- Given passage -
━━━━━━━━
Not true necessarily. Most of the older cummins were goverend @2500rpms, but capable up to 4000 if you change the governor spring. Most of the ligh-truck diesels now spin up to +3k. The Kodiak's etc are still goverend @ aro9und 2500RPM's on the D-max. The Big cummins' and Semi-Tractor engines run at even less rpms since they have many, many more gears than a regular pickup.


----------



## Peacock (Dec 21, 2007)

DarylB said:


> QFT. The new honda diesel will be nice. EGR valves on a diesel is just pure ignorance. It's just something to make you have to change your oil sooner b/c of the soot.



EGR is one of the only ways to get the NOX emissions down to a reasonable level. They even use EGR cooler to lower the temp of the inert gas further.

The soot levels of modern diesels are pretty low. As far as I know, all the current new diesels call for low ash oil and using anything else will clog the DPF in short order.
━━━━━━━━
- Raw records -
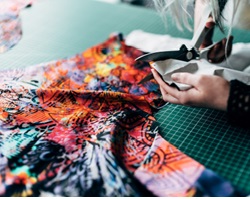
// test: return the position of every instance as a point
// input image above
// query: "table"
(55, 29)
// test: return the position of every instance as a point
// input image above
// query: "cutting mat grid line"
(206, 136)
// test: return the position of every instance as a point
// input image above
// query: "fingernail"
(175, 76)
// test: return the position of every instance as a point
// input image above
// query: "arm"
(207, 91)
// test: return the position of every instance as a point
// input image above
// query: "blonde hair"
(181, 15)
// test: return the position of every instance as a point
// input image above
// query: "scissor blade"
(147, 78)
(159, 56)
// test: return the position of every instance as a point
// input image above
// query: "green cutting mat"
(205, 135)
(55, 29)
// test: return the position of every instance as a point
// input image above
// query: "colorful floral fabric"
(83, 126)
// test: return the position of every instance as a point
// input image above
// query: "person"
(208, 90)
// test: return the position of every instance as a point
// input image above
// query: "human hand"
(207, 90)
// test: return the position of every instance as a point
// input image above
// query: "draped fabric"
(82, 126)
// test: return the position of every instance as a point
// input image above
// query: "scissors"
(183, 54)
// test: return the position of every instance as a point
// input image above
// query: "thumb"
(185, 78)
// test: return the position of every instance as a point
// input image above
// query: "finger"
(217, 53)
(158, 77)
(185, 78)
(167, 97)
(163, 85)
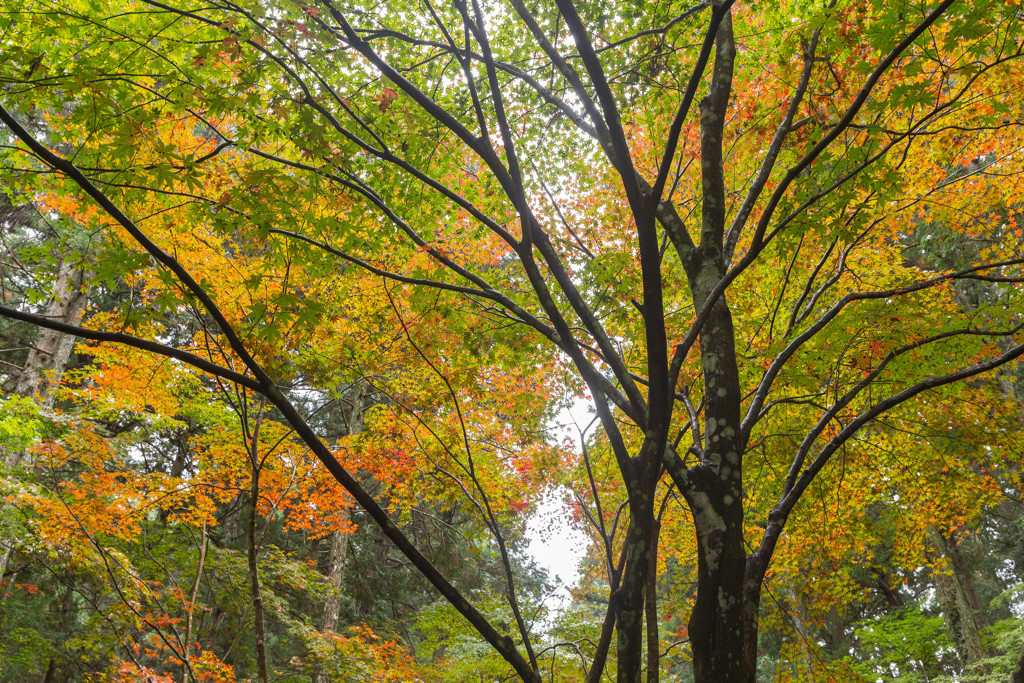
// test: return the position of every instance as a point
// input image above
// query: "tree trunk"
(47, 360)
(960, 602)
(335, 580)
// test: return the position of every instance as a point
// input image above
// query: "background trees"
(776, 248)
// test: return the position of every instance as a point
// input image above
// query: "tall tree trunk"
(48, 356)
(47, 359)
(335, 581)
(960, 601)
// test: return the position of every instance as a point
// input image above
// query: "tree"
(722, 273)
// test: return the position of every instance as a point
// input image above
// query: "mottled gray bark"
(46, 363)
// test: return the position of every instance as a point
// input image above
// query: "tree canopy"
━━━━━━━━
- Requirements -
1. In the diesel engine discussion, what kind of oil do all current new diesels call for?
2. Extract the stretch of the diesel engine discussion from "Not true necessarily." through "(Dec 21, 2007)".

- Results by task -
1. Low ash oil.

2.
Not true necessarily. Most of the older cummins were goverend @2500rpms, but capable up to 4000 if you change the governor spring. Most of the ligh-truck diesels now spin up to +3k. The Kodiak's etc are still goverend @ aro9und 2500RPM's on the D-max. The Big cummins' and Semi-Tractor engines run at even less rpms since they have many, many more gears than a regular pickup.


----------



## Peacock (Dec 21, 2007)